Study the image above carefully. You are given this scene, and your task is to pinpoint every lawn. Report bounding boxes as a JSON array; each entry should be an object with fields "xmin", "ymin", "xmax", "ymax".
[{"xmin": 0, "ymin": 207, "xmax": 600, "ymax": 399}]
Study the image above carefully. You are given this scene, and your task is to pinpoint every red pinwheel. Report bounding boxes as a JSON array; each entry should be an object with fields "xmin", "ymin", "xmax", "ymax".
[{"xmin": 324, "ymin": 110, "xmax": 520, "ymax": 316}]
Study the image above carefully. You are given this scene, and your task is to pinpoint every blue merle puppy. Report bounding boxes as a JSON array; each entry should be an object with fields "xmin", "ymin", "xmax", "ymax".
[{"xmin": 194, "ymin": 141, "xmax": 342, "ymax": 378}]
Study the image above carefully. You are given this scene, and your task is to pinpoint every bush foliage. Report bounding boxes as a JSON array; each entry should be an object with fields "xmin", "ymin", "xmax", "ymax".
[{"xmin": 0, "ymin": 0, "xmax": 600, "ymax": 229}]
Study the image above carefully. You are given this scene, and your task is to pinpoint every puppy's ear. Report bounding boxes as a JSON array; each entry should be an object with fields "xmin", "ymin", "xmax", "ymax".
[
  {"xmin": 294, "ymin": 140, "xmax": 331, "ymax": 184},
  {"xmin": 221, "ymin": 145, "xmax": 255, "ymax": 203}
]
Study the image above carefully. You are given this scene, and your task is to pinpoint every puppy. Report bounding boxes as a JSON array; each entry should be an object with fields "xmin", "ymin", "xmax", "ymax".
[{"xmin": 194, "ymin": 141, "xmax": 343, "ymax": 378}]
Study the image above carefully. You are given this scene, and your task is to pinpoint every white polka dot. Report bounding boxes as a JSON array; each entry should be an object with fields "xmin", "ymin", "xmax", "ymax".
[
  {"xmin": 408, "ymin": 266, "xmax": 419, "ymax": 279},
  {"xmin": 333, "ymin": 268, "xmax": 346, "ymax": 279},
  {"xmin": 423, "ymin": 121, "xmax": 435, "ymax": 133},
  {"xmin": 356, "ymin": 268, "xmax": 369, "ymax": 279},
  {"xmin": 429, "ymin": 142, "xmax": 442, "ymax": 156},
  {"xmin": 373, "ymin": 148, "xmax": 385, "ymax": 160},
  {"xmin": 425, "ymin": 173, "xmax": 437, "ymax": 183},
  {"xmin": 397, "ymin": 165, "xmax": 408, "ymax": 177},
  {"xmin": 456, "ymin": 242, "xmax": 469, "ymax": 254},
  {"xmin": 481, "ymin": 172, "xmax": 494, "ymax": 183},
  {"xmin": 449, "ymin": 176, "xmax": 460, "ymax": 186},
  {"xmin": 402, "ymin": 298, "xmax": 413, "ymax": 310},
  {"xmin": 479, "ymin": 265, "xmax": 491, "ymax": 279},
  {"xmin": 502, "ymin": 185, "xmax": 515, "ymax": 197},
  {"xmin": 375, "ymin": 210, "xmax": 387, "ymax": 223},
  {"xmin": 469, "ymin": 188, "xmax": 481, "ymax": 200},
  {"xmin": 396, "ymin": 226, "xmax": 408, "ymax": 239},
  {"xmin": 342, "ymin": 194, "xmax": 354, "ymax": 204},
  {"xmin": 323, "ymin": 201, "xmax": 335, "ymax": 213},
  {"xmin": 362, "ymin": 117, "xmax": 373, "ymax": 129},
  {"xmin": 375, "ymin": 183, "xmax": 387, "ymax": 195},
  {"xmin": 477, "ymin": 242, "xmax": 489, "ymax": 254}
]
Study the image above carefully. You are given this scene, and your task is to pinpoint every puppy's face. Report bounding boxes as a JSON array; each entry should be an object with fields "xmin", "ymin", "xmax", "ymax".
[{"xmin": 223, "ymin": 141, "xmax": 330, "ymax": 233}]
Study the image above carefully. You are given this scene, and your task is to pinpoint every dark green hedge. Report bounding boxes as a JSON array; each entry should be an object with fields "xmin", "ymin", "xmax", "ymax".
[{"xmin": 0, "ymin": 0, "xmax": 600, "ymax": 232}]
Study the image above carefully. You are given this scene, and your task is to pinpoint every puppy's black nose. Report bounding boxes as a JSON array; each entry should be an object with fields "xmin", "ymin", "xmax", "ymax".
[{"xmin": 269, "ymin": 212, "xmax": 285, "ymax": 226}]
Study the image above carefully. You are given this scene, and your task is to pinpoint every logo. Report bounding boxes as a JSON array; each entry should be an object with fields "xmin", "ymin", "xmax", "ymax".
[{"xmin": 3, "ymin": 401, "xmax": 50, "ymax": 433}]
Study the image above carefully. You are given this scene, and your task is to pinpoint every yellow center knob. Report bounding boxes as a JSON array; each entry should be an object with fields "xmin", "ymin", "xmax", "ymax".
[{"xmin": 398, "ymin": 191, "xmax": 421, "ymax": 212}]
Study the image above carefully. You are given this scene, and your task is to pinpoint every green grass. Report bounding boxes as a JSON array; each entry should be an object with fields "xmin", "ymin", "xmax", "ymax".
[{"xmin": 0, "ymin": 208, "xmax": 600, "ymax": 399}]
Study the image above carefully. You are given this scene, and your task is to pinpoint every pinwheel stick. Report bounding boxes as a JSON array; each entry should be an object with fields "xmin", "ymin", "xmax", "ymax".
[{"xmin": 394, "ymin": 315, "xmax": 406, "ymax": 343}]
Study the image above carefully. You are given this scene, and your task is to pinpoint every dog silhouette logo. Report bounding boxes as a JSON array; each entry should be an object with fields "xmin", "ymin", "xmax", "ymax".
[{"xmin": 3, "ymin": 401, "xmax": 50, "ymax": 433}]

== == ==

> [Task]: Update the data above by replacing every "pinpoint" with "locate", leaving everything else unchanged.

> [Task result]:
Study the image above carefully. You are given this scene, and your task is to locate every lawn. Report bounding boxes as a JSON array; each entry should be an object with fields "xmin", "ymin", "xmax", "ymax".
[{"xmin": 0, "ymin": 207, "xmax": 600, "ymax": 399}]
Study the image above carefully. You are given this scene, and your task is to locate every red pinwheel. Report bounding boxes as a JSON array; each entry should be an object with fields "xmin", "ymin", "xmax", "ymax".
[{"xmin": 324, "ymin": 110, "xmax": 520, "ymax": 316}]
Study the image above carefully. You are given this scene, and your task is to locate every blue merle puppy. Report bounding boxes as a JSON array; each entry should be an object with fields "xmin", "ymin", "xmax", "ymax".
[{"xmin": 194, "ymin": 141, "xmax": 342, "ymax": 378}]
Study the image above carefully. You are given this scene, and your task is to locate every bush foliage. Report bounding boxes as a JSON array; each entry should be an object with fields "xmin", "ymin", "xmax", "ymax".
[{"xmin": 0, "ymin": 0, "xmax": 600, "ymax": 229}]
Study the image above carefully. You are given this scene, and your task is to locate every puppy's ear. Report bounding boxes as a JSON array; each entry should be an object with fields "xmin", "ymin", "xmax", "ymax".
[
  {"xmin": 294, "ymin": 140, "xmax": 331, "ymax": 184},
  {"xmin": 221, "ymin": 145, "xmax": 255, "ymax": 203}
]
Study the image above carefully. You are given this scene, and your task is to locate every puppy. Report bounding boxes as a JSON array; each entry should be an object with fields "xmin", "ymin", "xmax", "ymax".
[{"xmin": 194, "ymin": 141, "xmax": 343, "ymax": 378}]
Study the image above carefully. You are given this scene, and your task is to locate every white polka dot. Report bounding boxes as a JSON array; each entry should be an object with fields "xmin", "ymin", "xmax", "ymax".
[
  {"xmin": 408, "ymin": 266, "xmax": 419, "ymax": 279},
  {"xmin": 333, "ymin": 268, "xmax": 346, "ymax": 279},
  {"xmin": 423, "ymin": 121, "xmax": 435, "ymax": 133},
  {"xmin": 356, "ymin": 268, "xmax": 369, "ymax": 279},
  {"xmin": 429, "ymin": 142, "xmax": 442, "ymax": 156},
  {"xmin": 373, "ymin": 148, "xmax": 385, "ymax": 160},
  {"xmin": 425, "ymin": 173, "xmax": 437, "ymax": 183},
  {"xmin": 397, "ymin": 165, "xmax": 408, "ymax": 177},
  {"xmin": 456, "ymin": 242, "xmax": 469, "ymax": 254},
  {"xmin": 481, "ymin": 172, "xmax": 494, "ymax": 183},
  {"xmin": 449, "ymin": 176, "xmax": 460, "ymax": 186},
  {"xmin": 402, "ymin": 298, "xmax": 413, "ymax": 310},
  {"xmin": 479, "ymin": 265, "xmax": 491, "ymax": 279},
  {"xmin": 502, "ymin": 185, "xmax": 515, "ymax": 197},
  {"xmin": 375, "ymin": 210, "xmax": 387, "ymax": 223},
  {"xmin": 469, "ymin": 188, "xmax": 481, "ymax": 200},
  {"xmin": 396, "ymin": 226, "xmax": 408, "ymax": 239},
  {"xmin": 342, "ymin": 194, "xmax": 354, "ymax": 204},
  {"xmin": 323, "ymin": 201, "xmax": 335, "ymax": 213},
  {"xmin": 362, "ymin": 117, "xmax": 373, "ymax": 129},
  {"xmin": 375, "ymin": 183, "xmax": 387, "ymax": 195},
  {"xmin": 477, "ymin": 242, "xmax": 489, "ymax": 254}
]
Study the image above carefully. You are given this scene, and your task is to locate every puppy's face. Report bounding boxes as a JSON array; each entry should be an object with fields "xmin", "ymin", "xmax", "ymax".
[{"xmin": 223, "ymin": 141, "xmax": 330, "ymax": 233}]
Study the image above carefully. You are given this scene, and your task is to locate every dark green hedge. Report bounding boxes as a JSON array; each entry should be an object with fields "xmin", "ymin", "xmax", "ymax".
[{"xmin": 0, "ymin": 0, "xmax": 600, "ymax": 232}]
Study the image above carefully. You are given this scene, and your task is to locate every puppy's black nose. Report bounding boxes as a JSON array; each entry should be an object with fields "xmin", "ymin", "xmax", "ymax".
[{"xmin": 269, "ymin": 212, "xmax": 285, "ymax": 226}]
Study the image above carefully. You are given this scene, and your task is to locate every logo. Report bounding boxes as a JSON array; each entry should be an object with fields "xmin", "ymin", "xmax", "ymax".
[{"xmin": 3, "ymin": 401, "xmax": 50, "ymax": 433}]
Study the image above carefully. You are given this scene, and your task is to locate every yellow center knob. Report bounding boxes as a JSON array; each entry should be an object with fields "xmin", "ymin", "xmax", "ymax".
[{"xmin": 398, "ymin": 191, "xmax": 421, "ymax": 212}]
Study the image above carefully. You are given this scene, and your task is to locate every green grass. Report bounding boxes as a JSON array; each entry should be an object with fields "xmin", "ymin", "xmax", "ymax".
[{"xmin": 0, "ymin": 208, "xmax": 600, "ymax": 399}]
Study the image above carefully. You are given this scene, and your task is to locate every pinwheel stick. Report bounding boxes as a JSON array; each entry should be an object with fields "xmin", "ymin", "xmax", "ymax".
[{"xmin": 394, "ymin": 315, "xmax": 406, "ymax": 343}]
Study the image above carefully. You are given this scene, and your task is to locate every dog silhouette logo. Report bounding boxes as a JSON array; each entry should be an object with fields "xmin", "ymin", "xmax", "ymax".
[{"xmin": 3, "ymin": 401, "xmax": 50, "ymax": 433}]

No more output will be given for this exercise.